▶ **Written problem**: Copy every item below verbatim, with no changes at all.

-- begin Dataset excerpts --

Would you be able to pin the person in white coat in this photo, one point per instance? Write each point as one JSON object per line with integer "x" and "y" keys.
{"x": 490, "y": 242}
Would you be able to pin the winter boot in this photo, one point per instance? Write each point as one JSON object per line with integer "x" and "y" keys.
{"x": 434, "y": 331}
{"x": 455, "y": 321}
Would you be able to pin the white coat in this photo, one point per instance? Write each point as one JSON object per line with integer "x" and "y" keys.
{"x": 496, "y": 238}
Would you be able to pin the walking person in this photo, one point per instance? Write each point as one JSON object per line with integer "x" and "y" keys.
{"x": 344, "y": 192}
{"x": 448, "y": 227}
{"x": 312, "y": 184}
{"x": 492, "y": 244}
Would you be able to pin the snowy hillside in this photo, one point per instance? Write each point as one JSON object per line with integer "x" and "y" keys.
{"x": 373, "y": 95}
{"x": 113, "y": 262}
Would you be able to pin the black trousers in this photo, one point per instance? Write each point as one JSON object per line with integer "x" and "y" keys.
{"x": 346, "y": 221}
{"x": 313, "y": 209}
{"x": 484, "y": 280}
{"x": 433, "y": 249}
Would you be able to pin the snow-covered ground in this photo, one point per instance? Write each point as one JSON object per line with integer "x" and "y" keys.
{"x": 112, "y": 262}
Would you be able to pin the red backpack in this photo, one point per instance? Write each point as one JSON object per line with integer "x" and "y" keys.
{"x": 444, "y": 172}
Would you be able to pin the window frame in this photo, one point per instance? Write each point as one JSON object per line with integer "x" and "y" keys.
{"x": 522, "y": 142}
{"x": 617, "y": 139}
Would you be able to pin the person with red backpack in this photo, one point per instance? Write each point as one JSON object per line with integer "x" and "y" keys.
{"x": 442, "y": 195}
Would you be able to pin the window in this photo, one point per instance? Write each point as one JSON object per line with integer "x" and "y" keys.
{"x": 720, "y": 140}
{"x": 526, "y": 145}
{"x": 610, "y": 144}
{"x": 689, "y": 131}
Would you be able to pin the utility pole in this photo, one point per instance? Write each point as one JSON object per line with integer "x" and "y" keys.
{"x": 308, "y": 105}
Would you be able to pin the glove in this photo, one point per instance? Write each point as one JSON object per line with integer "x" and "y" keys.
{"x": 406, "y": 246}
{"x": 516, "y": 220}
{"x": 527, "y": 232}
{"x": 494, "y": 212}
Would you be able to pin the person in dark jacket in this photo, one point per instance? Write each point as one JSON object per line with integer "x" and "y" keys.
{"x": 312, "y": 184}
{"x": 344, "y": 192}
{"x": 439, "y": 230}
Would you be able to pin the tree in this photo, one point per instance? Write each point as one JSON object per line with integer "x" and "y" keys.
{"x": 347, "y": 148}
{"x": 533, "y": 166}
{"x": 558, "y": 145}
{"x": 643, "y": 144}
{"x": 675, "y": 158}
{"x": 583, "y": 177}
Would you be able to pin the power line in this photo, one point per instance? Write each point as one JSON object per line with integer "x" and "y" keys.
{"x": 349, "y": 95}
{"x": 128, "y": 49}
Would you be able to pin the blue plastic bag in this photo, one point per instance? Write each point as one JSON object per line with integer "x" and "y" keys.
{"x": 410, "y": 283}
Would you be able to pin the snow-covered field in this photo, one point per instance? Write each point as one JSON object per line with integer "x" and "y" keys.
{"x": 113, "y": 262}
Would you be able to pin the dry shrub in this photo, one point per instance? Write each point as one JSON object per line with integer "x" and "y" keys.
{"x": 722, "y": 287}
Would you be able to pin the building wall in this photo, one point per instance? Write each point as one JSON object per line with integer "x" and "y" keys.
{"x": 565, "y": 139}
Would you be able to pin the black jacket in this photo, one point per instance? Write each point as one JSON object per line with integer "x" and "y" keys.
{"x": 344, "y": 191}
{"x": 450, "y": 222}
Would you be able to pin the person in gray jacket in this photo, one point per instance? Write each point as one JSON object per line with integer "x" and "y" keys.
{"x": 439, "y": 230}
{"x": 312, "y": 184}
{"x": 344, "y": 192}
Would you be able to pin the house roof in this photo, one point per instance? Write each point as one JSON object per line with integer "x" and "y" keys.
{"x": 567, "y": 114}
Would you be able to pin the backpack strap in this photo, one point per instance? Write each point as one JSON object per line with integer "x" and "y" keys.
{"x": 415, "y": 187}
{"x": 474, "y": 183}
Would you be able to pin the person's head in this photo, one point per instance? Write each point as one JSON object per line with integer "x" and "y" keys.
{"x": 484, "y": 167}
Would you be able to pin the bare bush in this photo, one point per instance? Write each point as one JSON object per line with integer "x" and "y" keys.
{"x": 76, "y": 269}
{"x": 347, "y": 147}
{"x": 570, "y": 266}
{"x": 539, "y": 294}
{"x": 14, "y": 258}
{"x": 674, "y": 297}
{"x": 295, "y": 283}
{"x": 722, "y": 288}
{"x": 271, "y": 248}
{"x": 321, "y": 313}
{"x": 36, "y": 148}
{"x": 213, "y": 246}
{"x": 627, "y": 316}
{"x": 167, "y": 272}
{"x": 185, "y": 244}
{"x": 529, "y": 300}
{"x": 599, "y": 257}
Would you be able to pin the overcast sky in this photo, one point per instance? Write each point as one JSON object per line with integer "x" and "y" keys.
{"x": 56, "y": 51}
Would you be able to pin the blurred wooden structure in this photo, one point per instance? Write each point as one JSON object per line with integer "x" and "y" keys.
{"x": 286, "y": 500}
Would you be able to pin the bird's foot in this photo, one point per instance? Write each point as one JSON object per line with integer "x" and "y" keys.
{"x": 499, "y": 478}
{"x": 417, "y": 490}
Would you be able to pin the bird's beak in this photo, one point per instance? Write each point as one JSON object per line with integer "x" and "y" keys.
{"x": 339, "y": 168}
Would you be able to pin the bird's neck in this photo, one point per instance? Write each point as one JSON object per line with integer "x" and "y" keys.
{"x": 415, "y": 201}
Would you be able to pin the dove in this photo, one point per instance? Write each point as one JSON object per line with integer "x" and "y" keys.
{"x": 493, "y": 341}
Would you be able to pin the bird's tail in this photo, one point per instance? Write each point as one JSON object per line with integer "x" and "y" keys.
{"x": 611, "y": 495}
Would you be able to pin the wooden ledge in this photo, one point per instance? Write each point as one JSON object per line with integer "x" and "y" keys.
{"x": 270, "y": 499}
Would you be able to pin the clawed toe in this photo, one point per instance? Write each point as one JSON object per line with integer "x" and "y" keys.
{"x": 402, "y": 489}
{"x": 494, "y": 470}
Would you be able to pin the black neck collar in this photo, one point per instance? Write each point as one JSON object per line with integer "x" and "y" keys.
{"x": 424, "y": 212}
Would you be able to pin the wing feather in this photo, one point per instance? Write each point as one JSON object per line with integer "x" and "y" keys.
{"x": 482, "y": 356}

-- end Dataset excerpts --

▶ **Result below**:
Would you be able to pin the person in white coat in this photo, one point per instance? Write each point as one JSON object per line with integer "x" and "y" keys.
{"x": 490, "y": 242}
Would you be able to pin the winter boot in this photo, one point per instance? Write each point as one JSON object per line with integer "x" and "y" keys.
{"x": 434, "y": 331}
{"x": 455, "y": 321}
Would you be able to pin the white coat in this photo, one point per instance? Write each point as one JSON object per line with integer "x" and "y" keys.
{"x": 496, "y": 238}
Would you be able to pin the walking person in this photo, one point per instance? Write each point as one JSON object per line with integer "x" and "y" keys.
{"x": 344, "y": 192}
{"x": 448, "y": 227}
{"x": 312, "y": 184}
{"x": 492, "y": 244}
Would you be able to pin the snowy hillside in this photo, one point per instance? Write each point as one JSON object per line with integer "x" and "y" keys.
{"x": 373, "y": 95}
{"x": 113, "y": 262}
Would you be able to pin the black trousers in this photo, one point per instance? Write each point as one JSON object per line with integer "x" and "y" keys.
{"x": 346, "y": 221}
{"x": 313, "y": 209}
{"x": 484, "y": 280}
{"x": 433, "y": 249}
Would you be able to pin the snow-covered ground in this photo, one point per instance? Write each point as one JSON object per line with integer "x" and "y" keys.
{"x": 112, "y": 262}
Would you be able to pin the red backpack in this photo, one point per instance? Write each point as one JSON object per line with integer "x" and "y" keys.
{"x": 444, "y": 172}
Would you be able to pin the window frame in this photo, one point per instance? Write each point as one JSON object per line with integer "x" and "y" keys.
{"x": 522, "y": 142}
{"x": 617, "y": 139}
Would you be able to pin the person with red backpack in this photo, one point per instance? Write each point as one JSON object per line with integer "x" and "y" keys.
{"x": 442, "y": 195}
Would you be able to pin the window in this photo, one point per instance? Write each point as one JSON object per line with integer "x" and "y" keys.
{"x": 720, "y": 140}
{"x": 526, "y": 145}
{"x": 610, "y": 144}
{"x": 689, "y": 131}
Would you be able to pin the utility pole in this photo, one point per instance? Write each point as one JSON object per line with integer "x" and "y" keys.
{"x": 308, "y": 105}
Would you be able to pin the glove in this photo, one point per instance? Write each point as one JSON object per line with integer "x" and "y" keys.
{"x": 406, "y": 246}
{"x": 516, "y": 220}
{"x": 527, "y": 232}
{"x": 494, "y": 212}
Would you be able to pin the person in dark jacket in this photo, one point per instance? Write each point as one JSON object per line with integer "x" and "y" keys.
{"x": 312, "y": 184}
{"x": 344, "y": 192}
{"x": 439, "y": 230}
Would you be able to pin the tree in this photo, one point per instance? Write each point as one JSON object per line with integer "x" and "y" keys.
{"x": 347, "y": 148}
{"x": 533, "y": 166}
{"x": 558, "y": 145}
{"x": 643, "y": 144}
{"x": 675, "y": 158}
{"x": 583, "y": 177}
Would you be able to pin the power line in this photo, one point per instance? Write each point as one JSON object per line with integer "x" and "y" keys.
{"x": 349, "y": 95}
{"x": 128, "y": 49}
Would you be able to pin the blue plastic bag in this photo, one point per instance? Write each point as one JSON object per line with integer "x" and "y" keys.
{"x": 410, "y": 283}
Would you be able to pin the snow-covered field in this photo, one point per instance? Write each point as one JSON object per line with integer "x" and "y" keys.
{"x": 113, "y": 262}
Would you be able to pin the dry shrub in this photo, one point per instance? Write each point as one JSON object per line with integer "x" and "y" keys.
{"x": 722, "y": 287}
Would you be able to pin the building wall in this photo, one point per instance? Write each point as one JSON object per line with integer "x" and "y" keys.
{"x": 565, "y": 139}
Would you be able to pin the black jacket in this photo, one point per instance? Write each point as one JSON object per line with integer "x" and "y" keys.
{"x": 344, "y": 191}
{"x": 450, "y": 222}
Would you be able to pin the person in gray jacket in this photo, one point per instance? Write each point as one JSON object per line with integer "x" and "y" keys.
{"x": 439, "y": 230}
{"x": 312, "y": 184}
{"x": 344, "y": 192}
Would you be able to pin the house roof in this photo, one point per instance? Write each point as one JSON object per line with integer "x" and "y" keys.
{"x": 567, "y": 114}
Would you be able to pin the backpack strap in this photo, one point per instance? Write each point as one JSON object per line with integer "x" and "y" keys.
{"x": 415, "y": 187}
{"x": 474, "y": 183}
Would you be able to pin the person's head in this photo, one point per instance? Write each point as one JSON object per line with integer "x" and "y" keys.
{"x": 484, "y": 167}
Would you be able to pin the bare bush in this photo, one point per instance? Write each point as one JSON object per line with integer "x" and "y" keys.
{"x": 76, "y": 269}
{"x": 347, "y": 147}
{"x": 570, "y": 266}
{"x": 539, "y": 294}
{"x": 14, "y": 258}
{"x": 674, "y": 297}
{"x": 295, "y": 283}
{"x": 722, "y": 288}
{"x": 271, "y": 248}
{"x": 321, "y": 313}
{"x": 36, "y": 148}
{"x": 213, "y": 246}
{"x": 627, "y": 316}
{"x": 167, "y": 272}
{"x": 185, "y": 244}
{"x": 529, "y": 300}
{"x": 599, "y": 257}
Would you be able to pin the overcast sky in this photo, one point per instance? Write each point as one JSON object per line with integer "x" and "y" keys.
{"x": 56, "y": 51}
Would you be able to pin the blurred wooden structure in this photo, one point per instance? Write each point as one JSON object per line with integer "x" and "y" keys.
{"x": 286, "y": 500}
Would you be able to pin the bird's foot in this photo, one point per instance? Write each point as one JSON object per line with integer "x" and "y" keys.
{"x": 499, "y": 478}
{"x": 417, "y": 490}
Would you be able to pin the bird's beak in this photo, one point per instance? Write each point as one JSON object per line with integer "x" and "y" keys.
{"x": 339, "y": 168}
Would you be able to pin the bird's neck in this photo, one point per instance? Write each point as one JSON object per line with integer "x" and "y" keys.
{"x": 415, "y": 201}
Would you be able to pin the dove in this photo, one point per instance? Write each point as one JSON object per line with integer "x" and "y" keys.
{"x": 493, "y": 341}
Would you be able to pin the bird's tail in this photo, one point per instance? Write each point as one JSON object per line with integer "x" and "y" keys.
{"x": 611, "y": 495}
Would you be able to pin the wooden ledge in this photo, one point per instance? Write each point as one JSON object per line with integer "x" and "y" keys.
{"x": 270, "y": 499}
Would you be able to pin the clawed toe in this photo, one point per instance? Write each point as one JSON object per line with integer "x" and "y" keys.
{"x": 402, "y": 489}
{"x": 494, "y": 470}
Would you be able to pin the black neck collar in this photo, one point per instance? Write each point as one JSON object per line with integer "x" and "y" keys.
{"x": 424, "y": 212}
Would you be able to pin the wing feather in this photo, one point per instance? Write each point as one JSON object per line with integer "x" and "y" keys.
{"x": 482, "y": 356}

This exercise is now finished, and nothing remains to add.